#### [AIM]
Give every line back verbatim, dropping all images.

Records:
**********

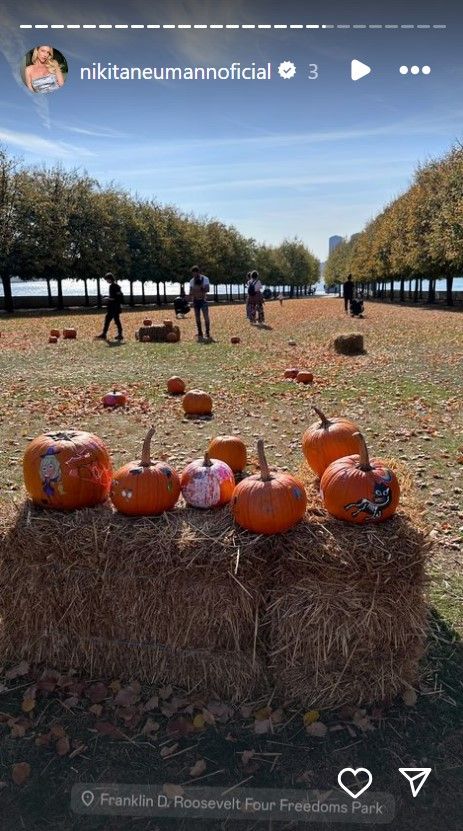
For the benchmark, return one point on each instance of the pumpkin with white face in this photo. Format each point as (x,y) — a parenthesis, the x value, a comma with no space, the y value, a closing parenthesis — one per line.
(207,483)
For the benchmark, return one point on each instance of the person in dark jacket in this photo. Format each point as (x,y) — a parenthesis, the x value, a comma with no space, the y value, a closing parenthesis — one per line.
(348,292)
(114,303)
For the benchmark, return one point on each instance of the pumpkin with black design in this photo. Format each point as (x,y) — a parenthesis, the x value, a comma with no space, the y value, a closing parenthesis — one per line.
(207,483)
(359,489)
(229,449)
(145,488)
(330,439)
(267,502)
(67,469)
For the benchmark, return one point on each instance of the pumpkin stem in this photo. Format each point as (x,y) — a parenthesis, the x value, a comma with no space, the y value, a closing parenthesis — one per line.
(146,451)
(364,460)
(265,474)
(325,420)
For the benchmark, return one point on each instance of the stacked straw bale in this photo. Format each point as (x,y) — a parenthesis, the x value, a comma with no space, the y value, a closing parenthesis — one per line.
(328,613)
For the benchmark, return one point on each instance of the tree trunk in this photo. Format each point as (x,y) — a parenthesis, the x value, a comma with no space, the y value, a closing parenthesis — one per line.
(449,291)
(59,284)
(8,295)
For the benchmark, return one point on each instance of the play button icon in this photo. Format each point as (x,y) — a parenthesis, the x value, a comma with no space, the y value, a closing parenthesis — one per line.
(359,70)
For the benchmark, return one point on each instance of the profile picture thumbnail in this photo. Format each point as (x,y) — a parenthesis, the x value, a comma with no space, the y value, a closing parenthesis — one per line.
(44,69)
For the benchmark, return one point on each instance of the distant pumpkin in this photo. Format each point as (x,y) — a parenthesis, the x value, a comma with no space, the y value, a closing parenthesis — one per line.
(207,483)
(145,488)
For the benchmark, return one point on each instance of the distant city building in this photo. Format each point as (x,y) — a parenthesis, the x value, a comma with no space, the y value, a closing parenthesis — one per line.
(334,242)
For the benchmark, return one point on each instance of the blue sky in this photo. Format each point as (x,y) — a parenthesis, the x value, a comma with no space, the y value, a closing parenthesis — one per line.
(276,159)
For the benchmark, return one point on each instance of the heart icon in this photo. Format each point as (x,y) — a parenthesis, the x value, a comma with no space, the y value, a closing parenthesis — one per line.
(354,794)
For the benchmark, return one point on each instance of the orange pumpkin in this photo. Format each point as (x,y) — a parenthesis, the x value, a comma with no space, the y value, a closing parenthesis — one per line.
(268,503)
(197,402)
(67,470)
(359,490)
(69,334)
(114,399)
(207,483)
(324,442)
(304,377)
(229,449)
(145,488)
(175,385)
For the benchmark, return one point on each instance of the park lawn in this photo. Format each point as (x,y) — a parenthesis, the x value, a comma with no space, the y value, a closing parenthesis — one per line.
(406,394)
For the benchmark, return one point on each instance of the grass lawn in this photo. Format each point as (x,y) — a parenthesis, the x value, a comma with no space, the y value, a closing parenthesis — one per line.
(406,392)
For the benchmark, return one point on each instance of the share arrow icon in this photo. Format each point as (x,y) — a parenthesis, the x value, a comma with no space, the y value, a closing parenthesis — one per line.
(416,776)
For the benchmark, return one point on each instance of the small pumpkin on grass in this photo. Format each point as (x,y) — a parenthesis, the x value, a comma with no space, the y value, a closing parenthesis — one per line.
(69,334)
(291,372)
(114,399)
(145,488)
(330,439)
(229,449)
(207,483)
(304,377)
(359,489)
(175,385)
(197,402)
(268,503)
(66,470)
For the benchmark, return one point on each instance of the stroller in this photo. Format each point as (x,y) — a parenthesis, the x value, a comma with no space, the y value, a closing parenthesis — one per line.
(181,306)
(356,307)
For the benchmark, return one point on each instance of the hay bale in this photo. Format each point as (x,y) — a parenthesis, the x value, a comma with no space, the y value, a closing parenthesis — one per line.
(170,599)
(347,616)
(328,613)
(348,344)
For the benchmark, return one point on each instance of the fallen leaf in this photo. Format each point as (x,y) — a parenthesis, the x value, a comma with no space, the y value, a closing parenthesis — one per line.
(21,772)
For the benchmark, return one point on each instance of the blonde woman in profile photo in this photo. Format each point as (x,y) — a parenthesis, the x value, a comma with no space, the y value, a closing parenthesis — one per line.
(44,74)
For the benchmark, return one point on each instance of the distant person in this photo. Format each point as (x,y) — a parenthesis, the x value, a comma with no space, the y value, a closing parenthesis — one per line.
(113,302)
(255,302)
(199,287)
(348,292)
(44,74)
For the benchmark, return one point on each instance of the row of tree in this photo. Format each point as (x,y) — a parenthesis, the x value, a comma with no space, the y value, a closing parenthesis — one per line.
(57,224)
(416,238)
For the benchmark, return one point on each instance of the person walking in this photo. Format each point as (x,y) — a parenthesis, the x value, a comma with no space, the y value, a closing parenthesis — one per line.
(199,287)
(348,292)
(114,302)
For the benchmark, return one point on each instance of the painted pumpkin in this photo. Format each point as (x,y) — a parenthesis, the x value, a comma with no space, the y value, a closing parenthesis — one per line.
(69,334)
(304,377)
(145,488)
(359,490)
(67,470)
(330,439)
(197,402)
(268,503)
(291,372)
(231,450)
(207,483)
(175,385)
(114,399)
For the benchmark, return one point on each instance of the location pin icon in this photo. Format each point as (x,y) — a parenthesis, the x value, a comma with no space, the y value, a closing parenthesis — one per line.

**********

#### [RESPONSE BELOW]
For the benchmark, return one point on each instance of the pumpkin with white face in this photo. Format each point as (x,y) — a parenthesis, the x value, a comma with no space, the y value, a closing parenthesis — one per line.
(207,483)
For the benchmark, return one point on each instance of the person in dark jacket in this photo. Format each point as (x,y) — a parenthesis, the x value, a comma with no space, the y value, a closing parenthesis — one per line.
(348,292)
(114,303)
For the benchmark, return one point on each instance of the pumpkin with black design in this photo. Format each point as (x,y) — a parenthesis, the x value, a comma with no space, the y value, a closing parenthesis — one per line.
(207,483)
(359,489)
(229,449)
(145,488)
(330,439)
(267,502)
(67,469)
For the benchmark, return one point on each instance of the pumpkin stem in this photo. Format each point as (x,y) — a parenthesis, the x value, a comma with no space, the y value, a closing parenthesis — one per line.
(146,451)
(364,460)
(265,474)
(325,420)
For the benchmark, return one point on each instance of the stacked straw bale in this photo. Format each point as (x,y) — a parenthesis, the x value, a comma with no space, the y value, a closing parenthesis — one per line.
(328,613)
For the benchmark, return one point on each instance of the tree trunk in this photo. Format each point as (x,y) — a parenthesis, the x value, a comma with no space, the y value, a closing parenthesis — one per line.
(449,291)
(59,284)
(8,295)
For the benchmark, return one point on each instance of the play button icon in this photo. Format each point as (x,y) — a parenthesis, the x value, a comma with no space, the y value, a closing parenthesis — one per line.
(359,70)
For the benchmark, return one point on each instance of the profile picture thumbnail in this photo. Format each point as (x,y) — a parenthesis, the x value, a comma with no space, the y value, a closing parenthesis — one per line.
(44,69)
For the benchmark, return one point on each instance of the distant pumpkin in this photo. Format each point as (x,y) — a parenthesis, the x value, a comma with no space, the y value, a closing parenthesis — one per line.
(207,483)
(145,488)
For the benchmark, return one point on each instance of the distant city building in this photo. Format each point as (x,y) — a parenthesis, the x value, a comma with no space, the y value, a closing parenthesis — one per line.
(334,242)
For the benchmark, return one point on each instance of the blue sky in this photo. Format each point as (x,y) — a parenthesis, the x value, a comma with no space, the y value, a closing parenthesis — one per line.
(276,159)
For the benchmark, return one point on each instance of the heart icon in this photo. Format each point as (x,y) — a parenthesis, the x value, a comma with no space, the y value, a closing parenthesis — one per line.
(354,794)
For the benchmark, return one point on each instance of the orange pumpkin in this photo. Format each point as (x,y) — a parenthesis, the x value, a comma with no space, the y value, a closing parenthesis — one per line.
(268,503)
(197,402)
(67,470)
(359,490)
(69,334)
(114,399)
(207,483)
(324,442)
(304,377)
(229,449)
(145,488)
(175,385)
For the benchmark, return one point on each instance of the park lawn in this photo. Format each point as (x,y) — a parenthesis, the x value, a comma with no space, the y value, a closing parenthesis — one per line.
(406,394)
For the benchmark, return one point on each instance of the grass lawn in this photo. Format each point as (x,y) — a parenthesis, the x value, a comma with no space, the y value, a closing parenthesis — one per line.
(406,392)
For the benchmark, return one point on each instance of the share arrow icon in this photo. Format each point as (x,y) — a parenthesis, the x value, a comma with no space, the y value, a closing parenthesis — one per line.
(416,776)
For the benchmark, return one point on each instance of the small pumpkin on grass in this photo. Format each point as (x,y) — a parenthesis, the x value, a comma with no space, the y value, a closing parenthesis — one per line.
(69,334)
(291,372)
(114,399)
(145,488)
(330,439)
(229,449)
(207,483)
(304,377)
(359,489)
(175,385)
(197,402)
(268,503)
(66,470)
For the benchmark, return one point on each instance of the stroller in this photo. Format each point as (x,y) — a parenthesis, the x value, a comma with no space, the y value, a closing parenthesis — one per line.
(181,306)
(356,307)
For the benchmark, return one point on each instance of the hay bale in this photo. Format each point as (x,y) — a parenthesis, the x value, a comma with no space, the y value, a closing parenthesis — one per line.
(170,599)
(347,616)
(328,613)
(348,344)
For the benchmark, return one point on each instance of the fallen leaf in this photo. Format each point as (x,y) — a parenthesis, the x value, a comma with no space, the y value, a closing parenthesis — one per line.
(21,772)
For the benchmark, return one point on each instance of the blonde woman in profile photo in this photo. Format each point as (x,y) — a parenthesis, the x value, a comma with no space, the y value, a closing parenthesis — one per line.
(44,74)
For the benchmark, return one point on each instance of the distant person in this photo. Format each point as (x,y) — a parenthesis, the x value, a comma with no space, the y value, a closing parenthesis — one per line.
(113,302)
(255,302)
(199,287)
(348,292)
(44,74)
For the benchmark, return one point on each instance of the row of tree in this photo. Format each point as (x,y) — a parenthesis, the x value, a comma with no space, the y value, a closing parenthesis — one per line.
(57,224)
(416,238)
For the benchmark, return one point on each instance of the person walking in this photo. Format each point as (x,y) — a parenthesis, the x value, a comma with no space, the y value, a closing parenthesis — one per line.
(199,287)
(348,292)
(114,302)
For the benchmark, return one point on each instance of the painted pumpkin in this photo. Format each point as (x,y) — a parenthesis, the x value, a comma with no space, the y value, a closing parenthesis — one per line.
(69,334)
(304,377)
(145,488)
(359,490)
(67,470)
(330,439)
(197,402)
(268,503)
(291,372)
(231,450)
(207,483)
(175,385)
(114,399)
For the benchmark, return one point on each instance of the location pin icon in this photo. Format each point as (x,y) — a parenthesis, the x value, a comma with no space, the y value, a closing parenthesis — one per line.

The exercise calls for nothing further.